『啓示空間』

あらすじ

その内側には「啓示空間」があり、脅威の科学技術が隠されているといわれる謎の空間シュラウドからただ一人帰還したダン・シルベステは、リサーガム星で異星種族の遺跡を発掘中、その滅亡の原因を解く鍵として、中性子星ハデスを指し示す手がかりを得るが……99万年前の異星種族絶滅の謎、巨大ラム・シップ内の暗闘、中性子星に隠された秘密などを背景に、人類の存亡をかけた戦いをグランドスケールで描く迫真の宇宙SF!

カバーより

 本屋で平積みされているのを見て買いかけたが、横から見てその分厚さに思わず元に戻した一冊。測ってみると厚さは約40mm!長篇なのは読みなれているから問題ないのだけれど、読書するのは主に通勤の電車の中でなので、ここまで分厚いのはちょっと(笑)。重いし。できれば適当な厚さのところで分冊してもらいたい。とはいえ、評判を見ているとなかなか良さげだったので、次に出た『カズム・シティ』と併せて購入してみた。


 異星種族アマランティン族が99万年前に突如滅んでしまった謎を探るために、リサーガム星で遺跡を発掘しているシルベステ。そのシルベステを探して、古代の巨大な軍艦に乗り込む危険な一味がリサーガム星を目指していた。その船内には不思議な病に侵された船長が冷凍睡眠によって病気の進行を遅らせていた。彼の治療ができるのは、シルベステただ一人。さらにその船には、謎に包まれた〈マドモワゼル〉に雇われた暗殺者クーリが乗り込んできて、シルベステを暗殺する機会をうかがっていた。


 分厚いが、要約するとこんな感じ。内容自体はなかなか面白い。スケールも大きいし、古代に滅んだアマラティン族と、それ以前に栄えていた〈抑制者インヒビター〉の謎が絡んで来て、興味をそそられる。


 それにしてもこのアニメを意識したつくりは何とかならないものか。冒頭の人物紹介のイラストと言い、登場人物達の喋り方と言い。イラストは見ずに済ませることができるからまだしも、喋り口調はどうしようもない。アニメのキャラを見ながら耳で聞く分には気にならないのかもしれないが、それが活字になっていると辟易する。カルビンが鬼太郎の親父のような喋り方でないだけでもずいぶん印象が違っただろうに。


 全体を通して、男性向けに書かれている印象が強い。父親との葛藤とか、バイオレンスや武器・兵器類への執着具合とか。私には不要なものなので、すっかり読み飛ばしてしまっているが、興味のある人にはとても面白いのだろう。

■ 作業依頼 ■
課題文から、「本屋で平積みされているのを見」を含む語句で始まり「いぶん印象が違っただろうに。」で終わる部分を、一字一句変えずに書き写せ。 この後の行は参照しなくてよい。

■ 記録抜粋 ■
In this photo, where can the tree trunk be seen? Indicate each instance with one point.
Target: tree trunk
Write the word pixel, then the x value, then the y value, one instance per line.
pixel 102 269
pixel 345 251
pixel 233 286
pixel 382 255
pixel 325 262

■ 回答文 ■
本屋で平積みされているのを見て買いかけたが、横から見てその分厚さに思わず元に戻した一冊。測ってみると厚さは約40mm!長篇なのは読みなれているから問題ないのだけれど、読書するのは主に通勤の電車の中でなので、ここまで分厚いのはちょっと(笑)。重いし。できれば適当な厚さのところで分冊してもらいたい。とはいえ、評判を見ているとなかなか良さげだったので、次に出た『カズム・シティ』と併せて購入してみた。


 異星種族アマランティン族が99万年前に突如滅んでしまった謎を探るために、リサーガム星で遺跡を発掘しているシルベステ。そのシルベステを探して、古代の巨大な軍艦に乗り込む危険な一味がリサーガム星を目指していた。その船内には不思議な病に侵された船長が冷凍睡眠によって病気の進行を遅らせていた。彼の治療ができるのは、シルベステただ一人。さらにその船には、謎に包まれた〈マドモワゼル〉に雇われた暗殺者クーリが乗り込んできて、シルベステを暗殺する機会をうかがっていた。


 分厚いが、要約するとこんな感じ。内容自体はなかなか面白い。スケールも大きいし、古代に滅んだアマラティン族と、それ以前に栄えていた〈抑制者インヒビター〉の謎が絡んで来て、興味をそそられる。


 それにしてもこのアニメを意識したつくりは何とかならないものか。冒頭の人物紹介のイラストと言い、登場人物達の喋り方と言い。イラストは見ずに済ませることができるからまだしも、喋り口調はどうしようもない。アニメのキャラを見ながら耳で聞く分には気にならないのかもしれないが、それが活字になっていると辟易する。カルビンが鬼太郎の親父のような喋り方でないだけでもずいぶん印象が違っただろうに。